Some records
----

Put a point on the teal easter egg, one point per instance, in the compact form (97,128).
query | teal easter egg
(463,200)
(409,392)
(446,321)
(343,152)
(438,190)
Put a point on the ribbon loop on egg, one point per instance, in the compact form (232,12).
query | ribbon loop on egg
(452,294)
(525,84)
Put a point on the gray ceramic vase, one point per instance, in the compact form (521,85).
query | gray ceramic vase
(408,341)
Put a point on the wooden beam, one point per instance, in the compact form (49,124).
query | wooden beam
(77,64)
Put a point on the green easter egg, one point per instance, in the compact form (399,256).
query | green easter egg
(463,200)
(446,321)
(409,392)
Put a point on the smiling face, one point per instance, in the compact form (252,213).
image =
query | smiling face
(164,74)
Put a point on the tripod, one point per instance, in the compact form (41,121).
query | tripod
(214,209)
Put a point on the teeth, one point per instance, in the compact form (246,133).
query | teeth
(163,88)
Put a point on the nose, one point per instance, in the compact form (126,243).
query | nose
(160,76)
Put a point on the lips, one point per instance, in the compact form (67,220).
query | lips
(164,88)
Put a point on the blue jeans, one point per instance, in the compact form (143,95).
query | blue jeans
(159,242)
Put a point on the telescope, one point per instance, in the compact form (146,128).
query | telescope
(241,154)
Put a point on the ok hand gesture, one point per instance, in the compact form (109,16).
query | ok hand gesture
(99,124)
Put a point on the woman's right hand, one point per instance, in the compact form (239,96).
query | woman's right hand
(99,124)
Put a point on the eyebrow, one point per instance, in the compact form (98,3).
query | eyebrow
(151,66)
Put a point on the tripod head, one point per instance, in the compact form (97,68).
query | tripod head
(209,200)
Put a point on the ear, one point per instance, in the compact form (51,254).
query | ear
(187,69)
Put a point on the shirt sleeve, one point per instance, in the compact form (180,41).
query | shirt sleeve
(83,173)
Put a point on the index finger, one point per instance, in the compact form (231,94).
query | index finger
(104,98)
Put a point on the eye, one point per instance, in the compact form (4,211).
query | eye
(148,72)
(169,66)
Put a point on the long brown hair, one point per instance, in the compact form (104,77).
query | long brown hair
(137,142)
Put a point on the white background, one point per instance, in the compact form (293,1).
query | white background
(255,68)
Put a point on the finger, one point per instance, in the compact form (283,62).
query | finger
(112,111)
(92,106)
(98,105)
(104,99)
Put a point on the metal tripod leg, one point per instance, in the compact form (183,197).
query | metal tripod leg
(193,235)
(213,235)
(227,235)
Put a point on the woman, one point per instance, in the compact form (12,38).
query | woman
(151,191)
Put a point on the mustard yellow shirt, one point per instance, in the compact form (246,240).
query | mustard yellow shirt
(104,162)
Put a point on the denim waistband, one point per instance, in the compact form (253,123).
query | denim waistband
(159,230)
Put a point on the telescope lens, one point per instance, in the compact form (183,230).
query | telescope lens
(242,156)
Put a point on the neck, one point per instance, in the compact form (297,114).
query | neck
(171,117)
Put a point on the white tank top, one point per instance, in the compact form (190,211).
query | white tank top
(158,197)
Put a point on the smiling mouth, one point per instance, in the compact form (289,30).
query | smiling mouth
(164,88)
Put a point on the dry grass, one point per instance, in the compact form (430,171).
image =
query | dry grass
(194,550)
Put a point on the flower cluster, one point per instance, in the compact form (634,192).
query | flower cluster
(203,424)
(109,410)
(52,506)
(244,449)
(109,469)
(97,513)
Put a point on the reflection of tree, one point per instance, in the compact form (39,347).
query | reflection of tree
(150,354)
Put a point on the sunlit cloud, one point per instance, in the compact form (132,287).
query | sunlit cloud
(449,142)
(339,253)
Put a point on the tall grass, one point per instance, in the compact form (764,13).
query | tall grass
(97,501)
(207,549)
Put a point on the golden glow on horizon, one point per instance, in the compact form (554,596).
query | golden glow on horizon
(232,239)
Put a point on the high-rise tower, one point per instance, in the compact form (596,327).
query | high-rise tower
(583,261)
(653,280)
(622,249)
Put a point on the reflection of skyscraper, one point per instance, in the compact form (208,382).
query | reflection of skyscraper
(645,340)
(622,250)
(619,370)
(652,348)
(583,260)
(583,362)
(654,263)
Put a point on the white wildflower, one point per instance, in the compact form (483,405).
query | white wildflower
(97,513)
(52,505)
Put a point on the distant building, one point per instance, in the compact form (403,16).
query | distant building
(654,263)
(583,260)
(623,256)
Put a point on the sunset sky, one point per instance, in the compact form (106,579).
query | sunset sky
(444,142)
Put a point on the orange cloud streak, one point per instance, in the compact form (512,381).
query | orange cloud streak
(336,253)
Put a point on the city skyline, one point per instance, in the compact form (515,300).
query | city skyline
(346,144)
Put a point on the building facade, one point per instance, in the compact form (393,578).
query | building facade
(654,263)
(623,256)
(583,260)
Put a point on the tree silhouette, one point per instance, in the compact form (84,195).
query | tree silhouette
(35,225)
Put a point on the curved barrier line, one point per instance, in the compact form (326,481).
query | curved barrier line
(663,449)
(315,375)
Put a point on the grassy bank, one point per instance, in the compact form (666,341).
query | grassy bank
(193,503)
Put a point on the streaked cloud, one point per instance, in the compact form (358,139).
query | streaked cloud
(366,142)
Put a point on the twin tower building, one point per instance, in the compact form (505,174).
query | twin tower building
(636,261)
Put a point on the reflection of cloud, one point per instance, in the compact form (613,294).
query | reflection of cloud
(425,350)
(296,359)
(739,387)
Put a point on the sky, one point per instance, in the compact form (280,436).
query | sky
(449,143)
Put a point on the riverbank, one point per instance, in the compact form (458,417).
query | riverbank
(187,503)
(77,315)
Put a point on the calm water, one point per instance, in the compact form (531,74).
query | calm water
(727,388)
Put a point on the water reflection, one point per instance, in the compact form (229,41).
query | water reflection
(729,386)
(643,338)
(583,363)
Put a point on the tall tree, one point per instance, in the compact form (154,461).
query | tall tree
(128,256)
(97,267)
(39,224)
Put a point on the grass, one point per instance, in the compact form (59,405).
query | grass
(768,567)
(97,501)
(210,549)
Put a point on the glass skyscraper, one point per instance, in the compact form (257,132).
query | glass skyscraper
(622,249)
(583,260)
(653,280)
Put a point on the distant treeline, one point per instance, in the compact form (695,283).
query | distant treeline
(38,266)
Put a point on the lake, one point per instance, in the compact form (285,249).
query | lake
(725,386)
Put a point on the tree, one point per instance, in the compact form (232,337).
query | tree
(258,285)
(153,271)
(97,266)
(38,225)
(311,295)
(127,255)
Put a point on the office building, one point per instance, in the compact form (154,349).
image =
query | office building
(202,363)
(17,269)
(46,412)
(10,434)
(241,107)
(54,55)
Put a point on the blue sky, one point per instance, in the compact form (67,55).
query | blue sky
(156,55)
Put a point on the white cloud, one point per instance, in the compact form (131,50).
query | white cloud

----

[EXERCISE GOAL]
Please quote the records above exactly, without skipping a line.

[EXERCISE SOLUTION]
Put a point on the teal easter egg, one point per instance, in the compact form (97,128).
query | teal easter egg
(463,200)
(409,392)
(446,321)
(343,152)
(438,190)
Put a point on the ribbon loop on egg, one point per instance, in the compact form (232,12).
query | ribbon loop on egg
(452,294)
(525,84)
Put a point on the gray ceramic vase, one point per instance, in the compact form (521,85).
query | gray ceramic vase
(408,341)
Put a point on the wooden beam, one point per instance, in the compact form (49,124).
query | wooden beam
(77,64)
Put a point on the green easter egg, one point per instance, in the compact form (399,256).
query | green easter egg
(463,200)
(446,321)
(409,392)
Put a point on the smiling face, one point per instance, in the compact form (252,213).
image =
query | smiling face
(164,74)
Put a point on the tripod, one point per instance, in the compact form (41,121).
query | tripod
(214,209)
Put a point on the teeth, one point per instance, in the compact form (246,133).
query | teeth
(163,88)
Put a point on the nose, one point per instance, in the compact form (126,243).
query | nose
(160,76)
Put a point on the lips, one point per instance, in the compact form (67,220).
query | lips
(164,88)
Put a point on the blue jeans, one point per instance, in the compact form (143,95).
query | blue jeans
(159,242)
Put a point on the telescope, one point per instance, in the compact form (146,128).
query | telescope
(241,154)
Put a point on the ok hand gesture, one point per instance, in the compact form (109,16).
query | ok hand gesture
(99,124)
Put a point on the woman's right hand, one point per instance, in the compact form (239,96).
query | woman's right hand
(99,124)
Put a point on the eyebrow, one point per instance, in the compact form (98,3).
query | eyebrow
(151,66)
Put a point on the tripod head, one point per instance, in the compact form (97,68).
query | tripod head
(209,200)
Put a point on the ear, one point per instance, in the compact form (51,254).
query | ear
(187,69)
Put a point on the shirt sleeve, one point per instance, in the compact form (180,41).
query | shirt sleeve
(83,173)
Put a point on the index finger, one point per instance, in the compact form (231,94).
query | index finger
(104,98)
Put a point on the eye, one point per instance, in the compact form (4,211).
query | eye
(148,72)
(169,66)
Put a point on the long brown hair, one point per instance, in the compact form (104,77).
query | long brown hair
(137,142)
Put a point on the white background, one point per instance, in the compact form (293,1).
query | white background
(255,68)
Put a point on the finger, one point per instance, in the compact form (283,62).
query | finger
(112,111)
(92,106)
(98,105)
(104,99)
Put a point on the metal tripod leg, one point per instance, in the compact form (183,197).
query | metal tripod leg
(193,235)
(213,235)
(227,235)
Put a point on the woman, one point per instance, in the compact form (12,38).
query | woman
(151,191)
Put a point on the mustard yellow shirt, one point per instance, in the compact form (246,240).
query | mustard yellow shirt
(104,162)
Put a point on the denim waistband, one point per instance, in the compact form (253,123).
query | denim waistband
(159,230)
Put a point on the telescope lens, one point per instance, in the compact form (183,230).
query | telescope lens
(242,156)
Put a point on the neck, one point per instance, in the compact form (297,114).
query | neck
(171,117)
Put a point on the white tank top, one point per instance, in the compact form (190,211).
query | white tank top
(158,197)
Put a point on the smiling mouth, one point per instance, in the compact form (289,30).
query | smiling mouth
(164,88)
Put a point on the dry grass, one point per instance, in the compact form (430,171).
image =
query | dry grass
(194,550)
Put a point on the flower cluster, one point per instance, in the compact form (634,192).
query | flower cluster
(203,424)
(109,410)
(52,506)
(244,449)
(109,469)
(97,513)
Put a point on the reflection of tree, one point per instance, in the compact form (39,347).
query | reflection of tree
(150,354)
Put a point on the sunlit cloud, one point per instance, in the compact form (132,287).
query | sunlit cloud
(449,142)
(339,253)
Put a point on the tall grass, one point per instance, in the compact form (764,13).
query | tall grass
(97,501)
(207,549)
Put a point on the golden glow on horizon, one point per instance, in the compact form (554,596).
query | golden glow on horizon
(232,239)
Put a point on the high-rise tower, one point per instance, in the compact form (596,327).
query | high-rise tower
(583,261)
(653,280)
(622,249)
Put a point on the reflection of skyscraper, one point per instance, in the compact form (208,382).
query | reflection of skyscraper
(645,340)
(622,250)
(619,370)
(652,348)
(583,260)
(583,362)
(654,263)
Put a point on the white wildflower, one point per instance, in the compact form (483,405).
query | white wildflower
(97,513)
(52,505)
Put a point on the distant building, one point per instance, in the compact form (403,16).
query | distant building
(654,263)
(583,260)
(623,256)
Put a point on the sunset sky, one point per instance, in the compact form (106,579).
query | sunset sky
(444,142)
Put a point on the orange cloud streak, one point per instance, in the compact form (512,381).
query | orange cloud streak
(336,253)
Put a point on the city skyline, one point per instance, in the compact form (515,300).
query | city skyline
(346,144)
Put a point on the building facade, one point per instance, in the compact form (393,578).
query | building facade
(654,263)
(623,256)
(583,260)
Put a point on the tree silhouette, one point per instance, in the compact form (84,195).
query | tree silhouette
(35,225)
Put a point on the curved barrier line, one point per instance, in the compact form (326,481).
query | curved barrier line
(663,449)
(315,375)
Put a point on the grassy bank, one point per instance, in the compact form (666,341).
query | grassy bank
(193,503)
Put a point on the streaked cloud, one point per instance, in the compact form (358,139).
query | streaked cloud
(366,142)
Put a point on the twin tower building, one point per instance, in the compact form (505,174).
query | twin tower building
(636,261)
Put a point on the reflection of cloud, one point per instance, in the compact form (613,294).
query | reflection of cloud
(425,350)
(296,359)
(739,387)
Put a point on the sky, one point per instance, in the compact form (280,436).
query | sky
(449,143)
Put a point on the riverbank, one point per instance, in the compact form (458,417).
query | riverbank
(187,503)
(77,315)
Put a point on the calm water, one point per instance, in the compact form (531,74).
query | calm water
(727,388)
Put a point on the water reflection, one point per instance, in the compact form (229,41).
query | water reflection
(729,386)
(643,338)
(583,363)
Put a point on the tall tree, one point per instance, in the compact form (154,461).
query | tall tree
(128,256)
(97,267)
(39,224)
Put a point on the grass, one point per instance, in the compact form (59,405).
query | grass
(768,567)
(97,501)
(210,549)
Put a point on the glass skyscraper, one point per instance, in the compact form (257,132).
query | glass skyscraper
(622,249)
(583,260)
(653,280)
Put a point on the distant treeline, one point per instance, in the compact form (695,283).
query | distant treeline
(38,266)
Put a point on the lake, one point per instance, in the compact form (285,249).
query | lake
(725,386)
Put a point on the tree, one point per instance, in the compact form (232,337).
query | tree
(258,285)
(153,271)
(97,266)
(38,225)
(311,295)
(127,255)
Put a point on the office building, one point per instance, in the compact form (154,349).
image =
query | office building
(202,363)
(17,269)
(46,412)
(10,434)
(241,107)
(54,55)
Put a point on the blue sky, one point per instance, in the compact form (67,55).
query | blue sky
(156,55)
Put a point on the white cloud, one point per instance, in the compact form (131,50).
query | white cloud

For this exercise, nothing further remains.